Could you write the entries out again, exactly as they are?

_Dataset entries:_
--------

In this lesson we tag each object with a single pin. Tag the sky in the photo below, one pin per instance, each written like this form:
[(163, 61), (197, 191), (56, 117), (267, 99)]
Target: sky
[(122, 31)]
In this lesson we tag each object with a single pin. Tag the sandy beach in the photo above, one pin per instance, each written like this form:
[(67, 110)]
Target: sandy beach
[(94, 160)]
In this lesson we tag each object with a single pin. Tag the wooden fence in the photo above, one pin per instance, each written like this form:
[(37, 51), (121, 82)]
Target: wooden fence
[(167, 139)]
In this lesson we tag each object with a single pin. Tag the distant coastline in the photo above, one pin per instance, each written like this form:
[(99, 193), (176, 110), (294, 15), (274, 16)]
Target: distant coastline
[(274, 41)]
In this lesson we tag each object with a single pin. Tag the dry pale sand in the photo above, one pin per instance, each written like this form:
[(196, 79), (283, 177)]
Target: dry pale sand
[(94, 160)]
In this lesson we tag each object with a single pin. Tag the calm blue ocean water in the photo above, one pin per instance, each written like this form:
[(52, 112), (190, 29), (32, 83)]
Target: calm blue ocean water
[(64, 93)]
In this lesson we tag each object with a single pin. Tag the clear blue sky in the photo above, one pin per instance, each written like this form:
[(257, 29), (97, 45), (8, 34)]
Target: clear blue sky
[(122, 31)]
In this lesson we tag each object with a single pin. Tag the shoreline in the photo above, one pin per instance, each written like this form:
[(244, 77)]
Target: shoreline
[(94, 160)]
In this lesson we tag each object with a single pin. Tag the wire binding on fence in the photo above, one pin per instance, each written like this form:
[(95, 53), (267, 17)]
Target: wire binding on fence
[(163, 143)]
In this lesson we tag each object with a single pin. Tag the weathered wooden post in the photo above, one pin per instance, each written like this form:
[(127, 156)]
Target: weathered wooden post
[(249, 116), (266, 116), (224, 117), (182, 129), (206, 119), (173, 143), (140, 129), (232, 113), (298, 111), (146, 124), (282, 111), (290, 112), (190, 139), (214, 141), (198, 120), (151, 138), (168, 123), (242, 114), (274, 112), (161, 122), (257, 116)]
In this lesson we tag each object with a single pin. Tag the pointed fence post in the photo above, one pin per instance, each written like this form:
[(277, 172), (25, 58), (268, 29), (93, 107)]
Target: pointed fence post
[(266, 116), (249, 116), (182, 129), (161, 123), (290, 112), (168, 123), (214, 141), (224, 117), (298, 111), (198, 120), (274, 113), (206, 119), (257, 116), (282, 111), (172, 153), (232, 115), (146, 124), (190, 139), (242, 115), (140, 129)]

--------

_EXERCISE RESPONSE:_
In this lesson we tag each object with a single pin. Tag the sky in the photo below, one pin per instance, each written like this form:
[(163, 61), (197, 191), (56, 117), (267, 99)]
Target: sky
[(122, 31)]
In this lesson we tag each object with a single pin. Tag the sandy beach in the photo above, one pin per instance, each written like this form:
[(67, 110)]
Target: sandy beach
[(94, 160)]
In this lesson we tag each object with a single pin. Tag the wooden fence in the photo above, one pin per instance, each written like this form:
[(37, 51), (121, 82)]
Target: wooden fence
[(167, 139)]
In this lesson we tag each object with a single pin. Tag the distant coastline in the photo above, one pin per instance, each written like this form:
[(99, 193), (176, 110), (294, 15), (274, 16)]
Target: distant coastline
[(274, 41)]
In this lesson we tag each object with a single pin. Tag the dry pale sand in the photo above, one pin per instance, each written like this form:
[(196, 79), (283, 177)]
Target: dry pale sand
[(94, 160)]
In this lesson we tag each object with a single pin. Tag the calm blue ocean water in the photo above, one pin per instance, each written like this form:
[(52, 112), (190, 29), (32, 83)]
Target: calm blue ocean water
[(64, 93)]
In this lesson we tag each object with a single pin. Tag the clear blue sky in the photo above, one pin per instance, each written like this form:
[(257, 29), (97, 45), (8, 34)]
Target: clear blue sky
[(122, 31)]
In this lesson we tag each object with a single pin. Tag the shoreline in the photo above, one pin per instance, each written like this form:
[(244, 77)]
Target: shoreline
[(94, 160)]
In this lesson we tag each object with a single pin. Tag the wire binding on fence in the photo above, one pin per instance, each written like this form:
[(95, 53), (267, 17)]
Target: wire binding on fence
[(163, 143)]
In this lesson we tag each object with a single pin. Tag the weathered wooden post in the photo above, one pin per instance, each written like this form:
[(127, 156)]
Target: weathered wooden post
[(249, 116), (266, 116), (224, 117), (182, 129), (206, 119), (173, 143), (140, 129), (232, 113), (298, 111), (146, 124), (282, 111), (290, 112), (190, 139), (214, 141), (198, 120), (151, 138), (168, 123), (242, 114), (274, 112), (161, 122), (257, 116)]
In this lesson we tag each object with a single pin. Tag the pointed fence post in the photo above, one pin per instance, each written like this form:
[(277, 172), (25, 58), (268, 29), (93, 107)]
Target: pointed fence post
[(266, 116), (249, 116), (182, 129), (161, 123), (290, 112), (168, 123), (214, 141), (224, 117), (298, 111), (198, 120), (274, 113), (206, 119), (257, 116), (282, 111), (172, 153), (232, 115), (146, 124), (190, 139), (242, 115), (140, 129)]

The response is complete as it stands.